Aim ▸ Exact reproduction is required for all entries.

Given data ▸
· · · · ·
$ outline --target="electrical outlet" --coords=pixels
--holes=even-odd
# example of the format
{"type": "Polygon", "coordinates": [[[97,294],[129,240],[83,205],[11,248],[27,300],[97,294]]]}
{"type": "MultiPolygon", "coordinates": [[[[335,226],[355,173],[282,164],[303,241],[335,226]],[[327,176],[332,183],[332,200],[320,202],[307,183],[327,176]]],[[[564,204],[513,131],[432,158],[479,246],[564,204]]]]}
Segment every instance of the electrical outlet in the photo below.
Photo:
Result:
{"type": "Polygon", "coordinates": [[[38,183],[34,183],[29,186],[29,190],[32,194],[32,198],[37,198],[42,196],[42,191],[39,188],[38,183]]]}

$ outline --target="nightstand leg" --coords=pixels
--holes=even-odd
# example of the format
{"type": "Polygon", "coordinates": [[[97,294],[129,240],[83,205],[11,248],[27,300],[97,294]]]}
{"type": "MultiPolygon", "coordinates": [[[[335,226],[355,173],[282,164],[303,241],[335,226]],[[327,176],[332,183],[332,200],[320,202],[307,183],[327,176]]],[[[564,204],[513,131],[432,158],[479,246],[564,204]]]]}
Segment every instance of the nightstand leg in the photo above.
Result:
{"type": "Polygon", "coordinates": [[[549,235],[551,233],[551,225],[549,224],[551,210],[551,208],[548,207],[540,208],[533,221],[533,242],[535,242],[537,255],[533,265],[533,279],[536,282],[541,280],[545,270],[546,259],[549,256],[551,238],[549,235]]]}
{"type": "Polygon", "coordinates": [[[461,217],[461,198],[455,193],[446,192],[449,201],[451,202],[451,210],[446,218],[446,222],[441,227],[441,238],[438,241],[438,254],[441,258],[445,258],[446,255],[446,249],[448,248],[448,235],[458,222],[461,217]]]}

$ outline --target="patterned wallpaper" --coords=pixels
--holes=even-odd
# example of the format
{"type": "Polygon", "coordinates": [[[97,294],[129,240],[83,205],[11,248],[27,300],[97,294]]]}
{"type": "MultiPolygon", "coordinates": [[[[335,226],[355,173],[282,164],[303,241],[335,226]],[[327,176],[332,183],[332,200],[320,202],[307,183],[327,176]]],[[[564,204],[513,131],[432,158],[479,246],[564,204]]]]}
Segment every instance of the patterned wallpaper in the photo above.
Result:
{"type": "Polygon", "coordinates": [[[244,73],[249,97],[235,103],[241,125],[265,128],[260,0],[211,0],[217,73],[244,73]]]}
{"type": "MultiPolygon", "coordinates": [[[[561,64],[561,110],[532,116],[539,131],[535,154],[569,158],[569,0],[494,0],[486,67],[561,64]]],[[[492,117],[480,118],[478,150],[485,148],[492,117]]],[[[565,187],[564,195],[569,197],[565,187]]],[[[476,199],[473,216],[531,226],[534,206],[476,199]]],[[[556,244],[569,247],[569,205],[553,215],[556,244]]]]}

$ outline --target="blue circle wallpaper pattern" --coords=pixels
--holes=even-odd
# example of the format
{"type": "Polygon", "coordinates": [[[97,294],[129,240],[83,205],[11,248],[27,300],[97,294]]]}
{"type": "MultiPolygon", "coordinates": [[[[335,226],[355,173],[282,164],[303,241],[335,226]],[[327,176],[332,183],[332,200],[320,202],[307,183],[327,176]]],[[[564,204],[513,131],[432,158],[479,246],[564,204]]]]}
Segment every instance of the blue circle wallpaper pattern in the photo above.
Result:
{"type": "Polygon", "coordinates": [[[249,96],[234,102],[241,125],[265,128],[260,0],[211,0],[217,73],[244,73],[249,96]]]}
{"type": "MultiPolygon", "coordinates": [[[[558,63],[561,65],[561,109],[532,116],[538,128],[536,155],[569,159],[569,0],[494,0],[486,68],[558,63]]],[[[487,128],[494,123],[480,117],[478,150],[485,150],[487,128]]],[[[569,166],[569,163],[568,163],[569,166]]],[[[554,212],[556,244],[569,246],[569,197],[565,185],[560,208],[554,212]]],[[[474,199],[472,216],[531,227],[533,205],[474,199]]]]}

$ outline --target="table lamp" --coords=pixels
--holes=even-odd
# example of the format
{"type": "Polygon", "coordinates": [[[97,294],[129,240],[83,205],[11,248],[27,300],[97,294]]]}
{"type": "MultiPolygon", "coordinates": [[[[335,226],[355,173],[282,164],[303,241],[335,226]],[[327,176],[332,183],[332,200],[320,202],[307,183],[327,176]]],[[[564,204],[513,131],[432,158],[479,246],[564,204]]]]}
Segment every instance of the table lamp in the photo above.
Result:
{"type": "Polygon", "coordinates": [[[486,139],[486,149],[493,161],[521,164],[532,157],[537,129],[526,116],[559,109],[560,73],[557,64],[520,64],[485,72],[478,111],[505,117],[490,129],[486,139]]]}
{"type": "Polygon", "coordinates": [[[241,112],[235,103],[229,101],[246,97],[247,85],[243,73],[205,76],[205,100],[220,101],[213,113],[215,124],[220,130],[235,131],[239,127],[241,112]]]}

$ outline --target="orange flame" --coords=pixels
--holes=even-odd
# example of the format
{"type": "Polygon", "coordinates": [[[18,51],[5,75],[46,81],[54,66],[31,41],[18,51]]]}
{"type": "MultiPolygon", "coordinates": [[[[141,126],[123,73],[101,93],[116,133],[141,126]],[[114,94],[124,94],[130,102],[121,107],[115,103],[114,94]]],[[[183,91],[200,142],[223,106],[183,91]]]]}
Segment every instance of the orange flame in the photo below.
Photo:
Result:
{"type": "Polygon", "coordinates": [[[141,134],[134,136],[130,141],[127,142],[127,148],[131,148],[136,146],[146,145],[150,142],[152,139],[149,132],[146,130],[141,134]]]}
· · · · ·
Result for this exercise ▸
$ outline --target="electrical outlet" --coords=pixels
--holes=even-odd
# example of the format
{"type": "Polygon", "coordinates": [[[97,294],[129,240],[83,205],[11,248],[27,300],[97,294]]]}
{"type": "MultiPolygon", "coordinates": [[[[335,226],[355,173],[282,164],[303,241],[335,226]],[[327,176],[332,183],[332,200],[320,202],[307,183],[327,176]]],[[[564,204],[513,131],[432,158],[479,246],[564,204]]]]}
Segment every instance of the electrical outlet in the photo below.
Photo:
Result:
{"type": "Polygon", "coordinates": [[[38,183],[34,183],[29,186],[29,190],[32,194],[32,198],[37,198],[42,196],[42,191],[39,188],[38,183]]]}

$ outline --target="nightstand leg" --coords=pixels
--holes=even-odd
# example of the format
{"type": "Polygon", "coordinates": [[[97,294],[129,240],[83,205],[11,248],[27,300],[97,294]]]}
{"type": "MultiPolygon", "coordinates": [[[[335,226],[355,173],[282,164],[303,241],[335,226]],[[327,176],[332,183],[332,200],[320,202],[307,183],[327,176]]],[[[564,204],[513,131],[432,158],[479,246],[564,204]]]]}
Segment every instance of the nightstand leg in the photo above.
Result:
{"type": "Polygon", "coordinates": [[[549,235],[551,233],[551,225],[549,224],[551,210],[551,208],[548,207],[540,208],[533,221],[533,242],[535,242],[537,255],[533,265],[533,279],[536,282],[541,280],[545,270],[546,259],[549,256],[551,238],[549,235]]]}
{"type": "Polygon", "coordinates": [[[461,217],[461,198],[455,193],[446,192],[449,201],[451,202],[451,210],[446,218],[446,222],[441,227],[441,238],[438,241],[438,254],[441,258],[445,258],[446,255],[446,249],[448,248],[448,235],[458,222],[461,217]]]}

$ outline --target="patterned wallpaper" --coords=pixels
--holes=even-odd
# example of the format
{"type": "Polygon", "coordinates": [[[97,294],[129,240],[83,205],[11,248],[27,300],[97,294]]]}
{"type": "MultiPolygon", "coordinates": [[[[335,226],[355,173],[282,164],[303,241],[335,226]],[[327,176],[332,183],[332,200],[320,202],[307,183],[327,176]]],[[[564,204],[513,131],[432,158],[479,246],[564,204]]]]}
Segment every instance of the patterned wallpaper in the photo above.
Result:
{"type": "Polygon", "coordinates": [[[244,73],[249,97],[235,103],[241,125],[265,128],[260,0],[211,0],[217,73],[244,73]]]}
{"type": "MultiPolygon", "coordinates": [[[[561,64],[561,110],[532,116],[539,131],[535,154],[569,158],[569,0],[494,0],[486,67],[561,64]]],[[[492,117],[480,118],[478,150],[485,148],[492,117]]],[[[565,187],[564,195],[569,197],[565,187]]],[[[476,199],[473,216],[531,226],[534,206],[476,199]]],[[[556,244],[569,247],[569,205],[553,215],[556,244]]]]}

$ outline --target="blue circle wallpaper pattern" --coords=pixels
--holes=even-odd
# example of the format
{"type": "Polygon", "coordinates": [[[97,294],[129,240],[83,205],[11,248],[27,300],[97,294]]]}
{"type": "MultiPolygon", "coordinates": [[[[335,226],[355,173],[282,164],[303,241],[335,226]],[[327,176],[332,183],[332,200],[320,202],[307,183],[327,176]]],[[[564,204],[513,131],[432,158],[479,246],[564,204]]]]}
Segment every instance of the blue circle wallpaper pattern in the photo above.
Result:
{"type": "Polygon", "coordinates": [[[249,96],[234,102],[241,125],[265,128],[260,0],[211,0],[217,73],[244,73],[249,96]]]}
{"type": "MultiPolygon", "coordinates": [[[[558,63],[561,65],[561,109],[532,116],[538,128],[536,155],[569,159],[569,0],[494,0],[486,68],[558,63]]],[[[487,128],[494,123],[480,117],[478,150],[485,150],[487,128]]],[[[569,166],[569,163],[568,163],[569,166]]],[[[554,212],[556,244],[569,246],[569,197],[565,185],[560,208],[554,212]]],[[[474,199],[472,216],[531,227],[533,205],[474,199]]]]}

$ outline --target="table lamp" --coords=pixels
--holes=even-odd
# example of the format
{"type": "Polygon", "coordinates": [[[97,294],[129,240],[83,205],[11,248],[27,300],[97,294]]]}
{"type": "MultiPolygon", "coordinates": [[[[335,226],[355,173],[282,164],[303,241],[335,226]],[[327,176],[332,183],[332,200],[320,202],[307,183],[327,176]]],[[[564,204],[513,131],[432,158],[479,246],[564,204]]]]}
Segment every instance of the table lamp in the photo above.
Result:
{"type": "Polygon", "coordinates": [[[486,139],[486,149],[493,161],[521,164],[532,157],[537,129],[526,116],[559,109],[560,73],[557,64],[520,64],[485,72],[478,111],[505,117],[490,129],[486,139]]]}
{"type": "Polygon", "coordinates": [[[241,112],[235,103],[229,101],[246,97],[247,85],[243,73],[205,76],[205,100],[220,101],[213,113],[215,124],[220,130],[235,131],[239,127],[241,112]]]}

$ outline --target="orange flame" --coords=pixels
--holes=even-odd
# example of the format
{"type": "Polygon", "coordinates": [[[18,51],[5,75],[46,81],[54,66],[31,41],[18,51]]]}
{"type": "MultiPolygon", "coordinates": [[[[141,126],[123,73],[101,93],[116,133],[141,126]],[[114,94],[124,94],[130,102],[121,107],[115,103],[114,94]]],[[[183,91],[200,142],[223,106],[183,91]]]]}
Segment every instance of the orange flame in the photo below.
Photo:
Result:
{"type": "Polygon", "coordinates": [[[141,134],[134,136],[130,141],[127,142],[127,148],[131,148],[136,146],[146,145],[150,142],[152,139],[149,132],[146,130],[141,134]]]}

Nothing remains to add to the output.